Excerpted passage.
The Mamiya 6 and 7 rangefinders are two of the most popular cameras of the past few years, and their popularity will only increase in the years to come. Many have proclaimed the 7 and 7ii to be two of the best cameras ever made.
What is it about these compact 120 rangefinders that makes people so excited? Do they live up to the hype? Nico and Nuno are here to break down the systems and tell you all about them.
We’ll cover the Mamiya 6 and 7 separately, so be sure to watch both videos! Be sure to check out our Medium Format Overview to learn more about the 120 format that these two cameras use!
The Mamiya 6 is an interchangeable lens collapsing rangefinder system introduced in 1989. The 6 should not be confused with the line of folding 6×6 cameras produced by Mamiya throughout the 1940s and 50s.
The 6 was a space age camera in the medium format space. By 1989, 35mm SLRs like the Minolta Dynax 7000 and Canon EOS 1 had made plastic bodies possible and mainstream. The medium format space, however, was a bit more hesitant to utilize plastic so intensively.
The Mamiya 6 sold for around $1,400 US when it was new, which is the equivalent of around 3,000 Euro.
Mamiya introduced the 6 alongside its entire lens lineup, which consists of a 50mm f4, a 75mm f3.5, and a 150mm f4.5. That’s around a 28mm, 43mm, and 85mm equivalent. All three lenses are rangefinder coupled, and bring up appropriate framelines in the viewfinder when attached.
More importantly, all three lenses are capable of collapsing into the body. Instead of a folding design like the older Mamiya Six cameras or the newer Fujifilm GF670, the Mamiya 6 goes for a collapsible design similar in concept to the old collapsible lenses found on Leica rangefinders.
The difference, however, is that the Mamiya 6’s collapsing mechanism is inside the body rather than the lens. With this technology, the 6 is able to be even more compact than it was before.
It is already one of the most compact 120 cameras ever made, and one of the lightest as well. With the 75mm lens, the camera weighs in at 1150 grams. Compare that to a Pentax 67 with AE prism and no lens, which weighs 1880 grams. It’s clear why the Mamiya is an appealing medium format option.

Information shown.
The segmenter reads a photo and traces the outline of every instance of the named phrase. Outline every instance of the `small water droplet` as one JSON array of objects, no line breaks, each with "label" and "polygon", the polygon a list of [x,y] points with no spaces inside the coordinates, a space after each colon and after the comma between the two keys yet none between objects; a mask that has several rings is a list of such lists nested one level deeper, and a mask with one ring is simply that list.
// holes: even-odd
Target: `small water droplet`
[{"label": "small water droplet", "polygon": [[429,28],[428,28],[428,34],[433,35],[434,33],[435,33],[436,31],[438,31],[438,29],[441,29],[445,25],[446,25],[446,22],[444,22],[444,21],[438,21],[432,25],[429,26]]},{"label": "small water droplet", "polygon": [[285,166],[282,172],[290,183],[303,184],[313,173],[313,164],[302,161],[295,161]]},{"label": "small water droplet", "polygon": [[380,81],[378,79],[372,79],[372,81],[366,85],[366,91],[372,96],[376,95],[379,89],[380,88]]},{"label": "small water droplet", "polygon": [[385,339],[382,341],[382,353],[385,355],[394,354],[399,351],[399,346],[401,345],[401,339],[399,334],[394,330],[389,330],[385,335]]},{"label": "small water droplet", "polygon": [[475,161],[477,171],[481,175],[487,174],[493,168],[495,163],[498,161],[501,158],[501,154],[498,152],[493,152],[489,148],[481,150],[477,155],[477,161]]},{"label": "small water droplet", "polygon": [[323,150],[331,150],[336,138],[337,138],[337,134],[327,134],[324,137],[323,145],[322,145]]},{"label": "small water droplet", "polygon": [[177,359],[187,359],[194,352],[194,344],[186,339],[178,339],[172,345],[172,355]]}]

What you need to do.
a) According to the camera article, how much does the Mamiya 6 weigh with the 75mm lens attached?
b) Decide whether each statement agrees with the camera article, answering yes or no and quoting the words that settle it:
(i) When new, the Mamiya 6 cost about $1,400 US.
(ii) The Mamiya 6's collapsing mechanism sits inside the lens.
(iii) The 150mm lens for the Mamiya 6 is rangefinder coupled.
The listing plays no role here.

Exercise responses.
a) 1150 grams.

b)
(i) Yes: "The Mamiya 6 sold for around $1,400 US when it was new"
(ii) No: "the Mamiya 6’s collapsing mechanism is inside the body rather than the lens"
(iii) Yes: "All three lenses are rangefinder coupled"